Output everything from the line containing "Tag the mountain slope" down to the end of the data as a Markdown table with the columns "Row" and "Data line", skipping blank lines.

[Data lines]
========================================

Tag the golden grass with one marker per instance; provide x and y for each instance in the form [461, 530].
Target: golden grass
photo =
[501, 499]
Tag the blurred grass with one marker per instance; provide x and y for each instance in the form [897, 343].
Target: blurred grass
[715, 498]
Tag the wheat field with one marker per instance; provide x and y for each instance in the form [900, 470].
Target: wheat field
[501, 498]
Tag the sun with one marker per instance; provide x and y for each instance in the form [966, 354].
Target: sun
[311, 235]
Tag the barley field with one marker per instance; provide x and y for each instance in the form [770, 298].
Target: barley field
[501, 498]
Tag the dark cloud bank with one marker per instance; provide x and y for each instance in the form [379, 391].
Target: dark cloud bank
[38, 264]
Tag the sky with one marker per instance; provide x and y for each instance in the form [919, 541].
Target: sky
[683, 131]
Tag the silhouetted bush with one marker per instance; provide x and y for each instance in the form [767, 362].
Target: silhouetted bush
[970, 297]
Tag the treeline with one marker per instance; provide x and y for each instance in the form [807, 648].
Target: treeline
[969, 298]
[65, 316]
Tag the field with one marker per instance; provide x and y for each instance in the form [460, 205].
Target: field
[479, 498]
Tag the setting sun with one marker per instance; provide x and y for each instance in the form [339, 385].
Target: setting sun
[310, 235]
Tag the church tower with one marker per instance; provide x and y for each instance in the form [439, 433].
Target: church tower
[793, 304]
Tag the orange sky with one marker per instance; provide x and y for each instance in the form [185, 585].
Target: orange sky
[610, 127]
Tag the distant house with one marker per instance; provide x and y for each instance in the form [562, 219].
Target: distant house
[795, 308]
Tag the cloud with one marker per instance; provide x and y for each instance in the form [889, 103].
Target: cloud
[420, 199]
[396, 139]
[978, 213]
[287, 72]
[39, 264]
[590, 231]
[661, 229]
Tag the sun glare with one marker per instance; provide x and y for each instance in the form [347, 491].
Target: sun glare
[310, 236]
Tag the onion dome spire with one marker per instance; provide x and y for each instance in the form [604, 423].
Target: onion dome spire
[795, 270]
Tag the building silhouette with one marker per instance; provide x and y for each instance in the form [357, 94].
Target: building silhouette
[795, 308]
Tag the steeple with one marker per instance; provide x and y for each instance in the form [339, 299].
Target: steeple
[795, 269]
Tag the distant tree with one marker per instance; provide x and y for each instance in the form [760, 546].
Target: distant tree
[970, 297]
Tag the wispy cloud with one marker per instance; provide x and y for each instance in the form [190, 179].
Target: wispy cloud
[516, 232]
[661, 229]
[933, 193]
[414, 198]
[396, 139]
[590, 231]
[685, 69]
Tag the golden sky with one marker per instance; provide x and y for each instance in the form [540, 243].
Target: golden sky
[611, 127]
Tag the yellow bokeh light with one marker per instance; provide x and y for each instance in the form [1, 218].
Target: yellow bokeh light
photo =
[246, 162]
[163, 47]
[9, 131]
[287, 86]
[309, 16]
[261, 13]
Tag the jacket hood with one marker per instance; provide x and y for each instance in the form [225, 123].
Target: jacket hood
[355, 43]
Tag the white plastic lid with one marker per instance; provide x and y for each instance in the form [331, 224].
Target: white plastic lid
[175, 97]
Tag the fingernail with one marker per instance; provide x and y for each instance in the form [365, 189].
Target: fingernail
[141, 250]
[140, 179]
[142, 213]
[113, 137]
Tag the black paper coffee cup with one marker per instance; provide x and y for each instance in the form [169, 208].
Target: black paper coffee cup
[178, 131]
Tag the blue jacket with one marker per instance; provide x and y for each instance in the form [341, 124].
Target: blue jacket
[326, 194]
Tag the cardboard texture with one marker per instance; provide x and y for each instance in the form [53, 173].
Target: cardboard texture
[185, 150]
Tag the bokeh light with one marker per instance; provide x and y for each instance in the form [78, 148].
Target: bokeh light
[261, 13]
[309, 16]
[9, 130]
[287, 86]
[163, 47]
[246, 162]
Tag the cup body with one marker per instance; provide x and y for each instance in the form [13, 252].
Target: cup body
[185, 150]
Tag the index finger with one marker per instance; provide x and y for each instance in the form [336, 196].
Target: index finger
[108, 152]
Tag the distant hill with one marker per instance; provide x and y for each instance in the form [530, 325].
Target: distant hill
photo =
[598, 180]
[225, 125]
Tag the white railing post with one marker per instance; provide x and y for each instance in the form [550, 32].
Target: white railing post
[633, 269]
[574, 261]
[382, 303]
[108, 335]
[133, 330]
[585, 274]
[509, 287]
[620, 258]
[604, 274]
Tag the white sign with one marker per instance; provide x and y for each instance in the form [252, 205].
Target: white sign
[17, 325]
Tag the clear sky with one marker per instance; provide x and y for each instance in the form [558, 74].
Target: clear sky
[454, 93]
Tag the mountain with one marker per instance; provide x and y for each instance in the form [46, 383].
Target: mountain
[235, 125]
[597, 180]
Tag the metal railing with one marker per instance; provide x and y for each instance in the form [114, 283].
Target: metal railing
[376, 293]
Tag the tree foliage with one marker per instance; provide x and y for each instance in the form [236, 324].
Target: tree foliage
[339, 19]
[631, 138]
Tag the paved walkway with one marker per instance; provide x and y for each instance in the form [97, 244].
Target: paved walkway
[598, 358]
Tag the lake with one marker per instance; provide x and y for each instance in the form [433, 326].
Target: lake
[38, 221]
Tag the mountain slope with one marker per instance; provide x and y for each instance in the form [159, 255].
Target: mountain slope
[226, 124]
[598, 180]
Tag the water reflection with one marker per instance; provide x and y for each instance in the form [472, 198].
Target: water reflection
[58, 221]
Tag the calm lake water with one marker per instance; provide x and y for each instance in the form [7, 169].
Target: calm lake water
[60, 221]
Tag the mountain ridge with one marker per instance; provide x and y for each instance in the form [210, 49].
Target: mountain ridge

========================================

**PROBLEM SOLUTION**
| Row | Data line |
|---|---|
| 1 | Tag the mountain slope with one marker per instance; provide x and y for each instance in the form [159, 255]. |
| 2 | Target: mountain slope |
| 3 | [226, 124] |
| 4 | [598, 180] |
| 5 | Tag the water reflection with one marker per instance; provide x and y for each instance in the form [472, 198]. |
| 6 | Target: water reflection |
| 7 | [58, 221] |
| 8 | Tag the calm lake water with one marker per instance; provide x and y for each instance in the form [7, 169]. |
| 9 | Target: calm lake water |
| 10 | [60, 221] |
| 11 | Tag the mountain ridge with one marker per instance; provide x and y for each instance in the form [210, 49]. |
| 12 | Target: mountain ridge |